### TEXT BLOCK
[start]

Urban, suburban and exurban ecosystems are important and increasing in the U.S. Homogenization, where neighborhoods in very different parts of the country have similar patterns of land use and aquatic features involves ecological structure and functions relevant to soil and ecosystem carbon and nitrogen dynamics, with continental scale implications. Using datasets ranging from household surveys to regional-scale remote sensing across six metropolitan statistical areas, Dr. Peter Groffman is determining how household characteristics correlate with landscaping decisions, land management practices and ecological structure and functions at local, regional and continental scales.

Watersheds are a natural (and well-used) physical unit for bio-geo-chemical research and can also function as a focus for human-environment interactions. Suburban watershed input/output budgets for nitrogen (N) have shown surprisingly high retention which has led to detailed analysis of sources and sinks in these watersheds. Home lawns have more complex coupled carbon and N dynamics than previously thought. And riparian zones have turned out be N sources rather than sinks in urban watersheds. Geomorphic stream restoration can increase in-stream retention by creating features with high denitrification potential. Considering the “human element” in these biogeochemical source and sink processes is critical to improving the environmental performance of urban and suburban ecosystems.

Dr. Peter M. Groffman is a Professor at the City University of New York Advanced Science Research Center and Brooklyn College. His research interests are in ecosystem, soil, landscape and microbial ecology, with a focus on carbon and nitrogen dynamics. Groffman is chair of the Executive Board of the U.S. National Science Foundation funded Long-Term Ecological Research (LTER) network Science Council and a participant in LTER projects in Baltimore (urban) and New Hampshire (northern hardwood forests). Groffman was a Convening Lead Author for the 2013 U.S. National Climate Assessment Chapter on Ecosystems, Biodiversity and Ecosystem Services and a lead author for the Second (Wetlands) and Third (North America) Assessment Reports of the Intergovernmental Program on Climate Change (IPCC).

This event is free and open to the public.

[end]

### STORED ROWS
[start]

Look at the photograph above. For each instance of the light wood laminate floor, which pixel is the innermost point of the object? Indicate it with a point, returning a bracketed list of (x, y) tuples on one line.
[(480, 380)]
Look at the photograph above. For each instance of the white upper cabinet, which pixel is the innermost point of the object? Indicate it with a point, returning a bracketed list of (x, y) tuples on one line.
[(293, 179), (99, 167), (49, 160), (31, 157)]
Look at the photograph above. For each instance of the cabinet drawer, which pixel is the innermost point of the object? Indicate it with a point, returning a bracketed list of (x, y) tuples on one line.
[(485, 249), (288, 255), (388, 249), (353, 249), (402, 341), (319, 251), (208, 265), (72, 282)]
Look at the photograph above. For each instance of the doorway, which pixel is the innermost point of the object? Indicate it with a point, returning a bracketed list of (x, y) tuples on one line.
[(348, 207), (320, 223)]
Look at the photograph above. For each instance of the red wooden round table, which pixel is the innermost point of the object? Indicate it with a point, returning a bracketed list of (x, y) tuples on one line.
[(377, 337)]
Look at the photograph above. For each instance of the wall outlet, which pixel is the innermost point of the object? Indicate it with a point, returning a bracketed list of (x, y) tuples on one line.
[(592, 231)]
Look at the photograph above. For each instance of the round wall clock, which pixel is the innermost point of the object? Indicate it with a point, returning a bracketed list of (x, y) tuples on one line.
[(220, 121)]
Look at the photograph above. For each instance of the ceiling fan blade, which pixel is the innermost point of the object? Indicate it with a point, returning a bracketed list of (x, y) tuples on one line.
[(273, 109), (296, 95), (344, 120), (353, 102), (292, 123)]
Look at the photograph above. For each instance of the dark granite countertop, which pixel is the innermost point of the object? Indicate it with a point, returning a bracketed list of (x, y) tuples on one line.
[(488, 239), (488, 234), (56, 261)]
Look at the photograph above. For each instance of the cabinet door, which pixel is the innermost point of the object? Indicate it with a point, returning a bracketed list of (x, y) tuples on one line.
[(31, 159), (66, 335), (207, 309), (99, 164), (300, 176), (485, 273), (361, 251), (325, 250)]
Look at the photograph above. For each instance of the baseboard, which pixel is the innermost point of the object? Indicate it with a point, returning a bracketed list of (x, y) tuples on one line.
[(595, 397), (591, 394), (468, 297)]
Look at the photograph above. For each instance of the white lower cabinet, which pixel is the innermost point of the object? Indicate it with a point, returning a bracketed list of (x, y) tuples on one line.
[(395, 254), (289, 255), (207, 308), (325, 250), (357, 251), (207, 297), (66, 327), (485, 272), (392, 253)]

[end]

### DIRECTION
Based on the urban ecosystems text, decide whether each statement agrees with it, answering yes or no and quoting the words that settle it: 1. The research draws on data from six metropolitan statistical areas. 2. Suburban watersheds showed low retention of nitrogen. 3. There is a charge to attend the event. The entries have nothing to do with what comes next.

### WRITTEN SOLUTION
1. Yes: "across six metropolitan statistical areas"
2. No: "Suburban watershed input/output budgets for nitrogen (N) have shown surprisingly high retention"
3. No: "This event is free and open to the public."